Texto fornecido:
5. A homossexualidade não é "contagiosa"
"A homossexualidade não é um vírus, bactéria, doença, síndrome ou até deformação, ou seja, não é algo que se possa 'pegar'. Ela faz parte da formação do ser", diz a psicóloga Raquel. Ela ainda explica que há uma lei nesta questão em que os profissionais de saúde não podem usar termos como "cura" ou "contágio", justamente por não ser uma doença e passar uma ideia errada.
6. Crianças que têm contato com gays não serão obrigatoriamente homossexuais
Da mesma forma que vimos que a homossexualidade não é uma doença, por isso não é contagiosa, também é errado dizer que crianças que tenham contato com gays se descobrirão desta forma.
A psicóloga Raquel explica que o que faz que uma pessoa seja homo ou heterossexual são as experiências particulares dela, seja da mente ou do corpo, junto com as experiências do meio em que vive, dos prazeres e desprazeres que ela vai ter desde bebê e durante todo o seu desenvolvimento.
"Ao longo do crescimento ela vai determinando as suas identificações, desejos e não desejos, então em nada tem a ver o 'exemplo'. Uma criança pode ver um 'beijo gay', ser filha de um casal homossexual e ser heterossexual sem nenhum problema e vice-versa", diz a psicóloga.
7. Estresse na gravidez não aumenta chance do filho ser homossexual
Essa história surgiu de um livro lançado em 2014 por um neurologista holandês chamado Dick Frans Swaab, que acredita que a homossexualidade estaria ligada a uma alteração na composição hormonal na formação do cérebro durante a gestação.
Contudo, ainda não há estudos que corroborem e comprovem definitivamente a fala do médico. De acordo com Lima, "isso é uma bobagem sem tamanho, não faz o menor sentido?.
8. Heterossexualidade e homossexualidade não são necessariamente "para sempre"
"Como não é uma doença, não existe 'tratamento' para deixar de ser gay. A homossexualidade é uma variação do comportamento, então ela pode se manifestar de maneiras diferentes durante a vida. Existem pessoas que vivenciam experiências homossexuais e depois passam a não sentir mais prazer naquilo", explica Lima.
Segundo os especialistas, o mesmo pode acontecer com todas as pessoas, inclusive um homem heterossexual de 50 anos, casado e com filhos, por exemplo. As implicações desta mudança serão diferentes para cada um, e incluem a reação da família e amigos ao seu redor.

Dados fornecidos:

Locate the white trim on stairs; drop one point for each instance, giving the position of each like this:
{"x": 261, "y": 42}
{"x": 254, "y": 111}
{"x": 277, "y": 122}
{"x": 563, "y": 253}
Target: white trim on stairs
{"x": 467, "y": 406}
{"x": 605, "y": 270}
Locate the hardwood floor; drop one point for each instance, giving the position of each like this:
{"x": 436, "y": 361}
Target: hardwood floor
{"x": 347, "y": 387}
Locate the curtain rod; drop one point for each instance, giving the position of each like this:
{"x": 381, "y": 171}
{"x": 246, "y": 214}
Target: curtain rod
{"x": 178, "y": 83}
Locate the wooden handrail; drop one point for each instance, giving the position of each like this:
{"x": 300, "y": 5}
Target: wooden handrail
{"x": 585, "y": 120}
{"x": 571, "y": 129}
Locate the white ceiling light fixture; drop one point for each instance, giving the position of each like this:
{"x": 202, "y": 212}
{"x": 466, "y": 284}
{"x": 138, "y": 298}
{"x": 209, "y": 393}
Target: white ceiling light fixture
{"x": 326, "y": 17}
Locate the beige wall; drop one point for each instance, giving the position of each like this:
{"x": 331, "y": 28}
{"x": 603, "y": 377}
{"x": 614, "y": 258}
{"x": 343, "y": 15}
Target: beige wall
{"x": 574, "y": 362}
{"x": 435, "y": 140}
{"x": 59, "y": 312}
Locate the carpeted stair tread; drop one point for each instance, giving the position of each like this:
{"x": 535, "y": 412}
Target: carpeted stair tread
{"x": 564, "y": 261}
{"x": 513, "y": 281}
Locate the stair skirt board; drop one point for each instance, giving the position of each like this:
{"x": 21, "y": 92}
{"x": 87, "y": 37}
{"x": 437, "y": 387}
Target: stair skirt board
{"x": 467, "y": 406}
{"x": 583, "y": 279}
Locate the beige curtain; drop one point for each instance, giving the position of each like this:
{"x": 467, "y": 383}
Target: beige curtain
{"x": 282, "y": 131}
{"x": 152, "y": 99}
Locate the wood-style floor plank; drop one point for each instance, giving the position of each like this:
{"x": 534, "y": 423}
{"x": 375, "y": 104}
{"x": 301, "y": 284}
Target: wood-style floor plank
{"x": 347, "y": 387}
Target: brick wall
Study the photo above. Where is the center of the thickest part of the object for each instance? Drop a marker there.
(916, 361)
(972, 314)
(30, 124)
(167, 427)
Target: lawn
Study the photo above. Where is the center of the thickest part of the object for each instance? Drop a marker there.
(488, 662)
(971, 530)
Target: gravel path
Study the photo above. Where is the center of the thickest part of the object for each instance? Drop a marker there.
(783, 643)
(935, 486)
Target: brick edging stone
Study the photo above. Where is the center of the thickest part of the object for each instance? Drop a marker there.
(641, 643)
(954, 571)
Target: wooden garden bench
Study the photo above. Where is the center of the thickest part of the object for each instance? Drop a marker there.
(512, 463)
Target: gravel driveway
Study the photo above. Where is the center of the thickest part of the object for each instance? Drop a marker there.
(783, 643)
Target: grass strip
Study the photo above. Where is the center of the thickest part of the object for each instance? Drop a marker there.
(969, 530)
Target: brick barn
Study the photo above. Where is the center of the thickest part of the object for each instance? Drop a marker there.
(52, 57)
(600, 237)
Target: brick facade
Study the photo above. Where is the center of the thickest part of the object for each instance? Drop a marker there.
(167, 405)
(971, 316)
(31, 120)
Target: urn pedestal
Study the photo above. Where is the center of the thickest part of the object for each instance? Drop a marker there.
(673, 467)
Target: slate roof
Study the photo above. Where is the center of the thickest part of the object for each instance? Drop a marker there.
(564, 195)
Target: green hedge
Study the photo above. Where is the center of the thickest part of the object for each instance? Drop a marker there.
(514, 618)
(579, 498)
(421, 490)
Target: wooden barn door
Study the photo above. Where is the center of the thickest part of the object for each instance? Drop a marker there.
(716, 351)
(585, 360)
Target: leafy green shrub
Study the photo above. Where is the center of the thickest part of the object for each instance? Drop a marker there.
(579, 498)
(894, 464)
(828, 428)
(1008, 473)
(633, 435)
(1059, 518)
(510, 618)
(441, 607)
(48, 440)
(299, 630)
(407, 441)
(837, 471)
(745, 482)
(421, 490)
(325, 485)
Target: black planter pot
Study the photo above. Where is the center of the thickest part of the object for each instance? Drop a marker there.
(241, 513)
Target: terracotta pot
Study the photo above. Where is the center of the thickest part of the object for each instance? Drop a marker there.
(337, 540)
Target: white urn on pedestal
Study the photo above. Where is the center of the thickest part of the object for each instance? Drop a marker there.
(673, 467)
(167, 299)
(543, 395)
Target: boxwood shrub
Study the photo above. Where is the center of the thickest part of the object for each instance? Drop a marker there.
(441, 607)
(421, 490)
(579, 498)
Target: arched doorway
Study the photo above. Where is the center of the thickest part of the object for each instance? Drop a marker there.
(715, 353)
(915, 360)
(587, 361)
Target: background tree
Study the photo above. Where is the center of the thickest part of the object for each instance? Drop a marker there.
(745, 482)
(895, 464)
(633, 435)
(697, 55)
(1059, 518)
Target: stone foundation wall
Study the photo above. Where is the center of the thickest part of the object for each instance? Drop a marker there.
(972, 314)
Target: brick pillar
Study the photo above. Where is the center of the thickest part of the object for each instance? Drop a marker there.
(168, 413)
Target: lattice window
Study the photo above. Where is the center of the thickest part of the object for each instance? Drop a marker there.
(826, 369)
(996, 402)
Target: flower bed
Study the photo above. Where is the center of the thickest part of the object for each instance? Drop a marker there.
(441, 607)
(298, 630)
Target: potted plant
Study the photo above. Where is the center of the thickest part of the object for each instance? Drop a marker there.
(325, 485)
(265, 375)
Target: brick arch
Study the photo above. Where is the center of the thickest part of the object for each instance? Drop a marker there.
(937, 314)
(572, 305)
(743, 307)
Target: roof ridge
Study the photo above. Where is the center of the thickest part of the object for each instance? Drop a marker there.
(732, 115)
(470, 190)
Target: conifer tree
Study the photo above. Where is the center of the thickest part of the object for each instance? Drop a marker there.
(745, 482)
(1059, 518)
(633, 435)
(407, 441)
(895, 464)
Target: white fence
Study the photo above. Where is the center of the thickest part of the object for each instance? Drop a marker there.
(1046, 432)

--

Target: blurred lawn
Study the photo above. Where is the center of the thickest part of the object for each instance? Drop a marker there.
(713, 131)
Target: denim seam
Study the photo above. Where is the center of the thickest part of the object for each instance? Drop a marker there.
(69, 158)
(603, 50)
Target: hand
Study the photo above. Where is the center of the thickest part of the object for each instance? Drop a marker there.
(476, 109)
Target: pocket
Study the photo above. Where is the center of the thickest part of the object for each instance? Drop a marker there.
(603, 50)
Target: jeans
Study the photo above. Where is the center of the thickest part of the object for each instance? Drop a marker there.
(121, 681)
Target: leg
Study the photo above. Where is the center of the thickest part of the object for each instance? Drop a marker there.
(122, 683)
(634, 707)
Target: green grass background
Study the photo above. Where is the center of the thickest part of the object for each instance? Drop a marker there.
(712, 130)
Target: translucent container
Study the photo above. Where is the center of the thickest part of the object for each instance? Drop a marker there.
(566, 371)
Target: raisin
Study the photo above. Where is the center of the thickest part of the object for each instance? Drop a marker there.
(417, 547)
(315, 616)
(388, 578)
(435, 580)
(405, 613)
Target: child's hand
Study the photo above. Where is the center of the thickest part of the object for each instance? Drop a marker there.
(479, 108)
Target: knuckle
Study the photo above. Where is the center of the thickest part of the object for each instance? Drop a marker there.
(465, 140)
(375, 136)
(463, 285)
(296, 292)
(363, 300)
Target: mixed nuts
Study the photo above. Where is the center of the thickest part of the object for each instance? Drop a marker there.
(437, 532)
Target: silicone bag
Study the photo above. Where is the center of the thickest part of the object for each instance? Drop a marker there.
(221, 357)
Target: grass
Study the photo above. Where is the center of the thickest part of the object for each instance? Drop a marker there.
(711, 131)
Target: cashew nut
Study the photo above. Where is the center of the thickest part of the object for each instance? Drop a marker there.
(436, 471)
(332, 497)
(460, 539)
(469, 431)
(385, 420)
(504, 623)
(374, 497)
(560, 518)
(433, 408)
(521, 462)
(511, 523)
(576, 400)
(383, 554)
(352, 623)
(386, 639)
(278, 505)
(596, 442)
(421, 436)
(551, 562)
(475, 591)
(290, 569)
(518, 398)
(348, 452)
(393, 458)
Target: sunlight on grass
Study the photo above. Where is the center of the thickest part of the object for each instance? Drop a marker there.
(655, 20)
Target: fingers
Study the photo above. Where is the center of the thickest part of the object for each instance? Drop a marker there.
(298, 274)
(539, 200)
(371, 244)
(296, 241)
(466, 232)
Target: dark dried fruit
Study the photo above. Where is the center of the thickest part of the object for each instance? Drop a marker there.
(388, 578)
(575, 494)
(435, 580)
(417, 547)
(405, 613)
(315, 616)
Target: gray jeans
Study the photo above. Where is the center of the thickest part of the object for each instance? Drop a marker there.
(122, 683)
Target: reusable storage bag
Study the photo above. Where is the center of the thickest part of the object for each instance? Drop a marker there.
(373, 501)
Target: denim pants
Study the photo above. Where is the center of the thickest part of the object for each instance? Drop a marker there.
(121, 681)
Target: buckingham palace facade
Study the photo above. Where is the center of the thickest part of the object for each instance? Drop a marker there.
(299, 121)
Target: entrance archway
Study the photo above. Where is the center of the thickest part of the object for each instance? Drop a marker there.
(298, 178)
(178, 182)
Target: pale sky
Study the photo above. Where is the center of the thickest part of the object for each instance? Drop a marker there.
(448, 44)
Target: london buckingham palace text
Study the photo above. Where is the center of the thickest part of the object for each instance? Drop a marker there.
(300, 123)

Tarefa 1:
Diga se cada afirmação abaixo está de acordo com o texto sobre homossexualidade, respondendo sim ou não e citando literalmente as palavras do texto que decidem a questão. (a) Segundo a psicóloga Raquel, profissionais de saúde podem usar o termo "cura" ao falar de homossexualidade. (b) O livro de Dick Frans Swaab foi lançado em 2014. (c) Segundo Lima, existe tratamento para deixar de ser gay.
Tarefa 2:
Prossiga o texto sobre homossexualidade a partir do ponto em que ele termina.
Os registros não têm relação nenhuma com o texto.

Resposta 1:
(a) Não: «há uma lei nesta questão em que os profissionais de saúde não podem usar termos como "cura" ou "contágio"».
(b) Sim: «um livro lançado em 2014 por um neurologista holandês chamado Dick Frans Swaab».
(c) Não: «não existe 'tratamento' para deixar de ser gay».

Resposta 2:
"Infelizmente as pessoas se prendem muito a rótulos: o ser homo, hetero ou bissexual. Inclusive alguns homossexuais consideram uma 'traição' a pessoa não se ver mais assim. Mas antes de sermos qualquer um destes rótulos somos seres humanos, esta não é uma questão de perder ou ganhar nada", opina Raquel.
Contudo, é importante ressaltar que "tratamentos" que prometam fazer a pessoa deixar de ser homossexual não são aceitos como verídicos e são proibidos pelo Conselho Federal de Psicologia.
9. Não é possível "impedir" a homossexualidade
"Impedir" ou "prevenir" que a homossexualidade aconteça não é possível, pois ela não é uma doença. A psicóloga Raquel explica que, por mais que seja normal que os pais imaginem o futuro dos filhos, "tentar determinar isso é, na verdade, um desejo muito egoísta".
O que se pode fazer é tratar a sexualidade com mais naturalidade, ensinar a criança que seu corpo é valioso e precisa de respeito, assim como o do amigo e o da amiga. Os pais podem mostrar que são heterossexuais, pois o papai gosta de menina e a mamãe de menino, mas não é possível e não funciona tentar impor este comportamento, e o mesmo vale para o oposto.
É necessário tomar cuidado com cartilhas que negam ou ensinam a homossexualidade. "Não existe um livro que seja emocional, social ou psiquicamente saudável que vai induzir o que a pessoa deve ou não fazer. Não existe apenas um jeito hetero ou homossexual de ser, existe o jeito de cada um, então não há o que prevenir", finaliza Raquel.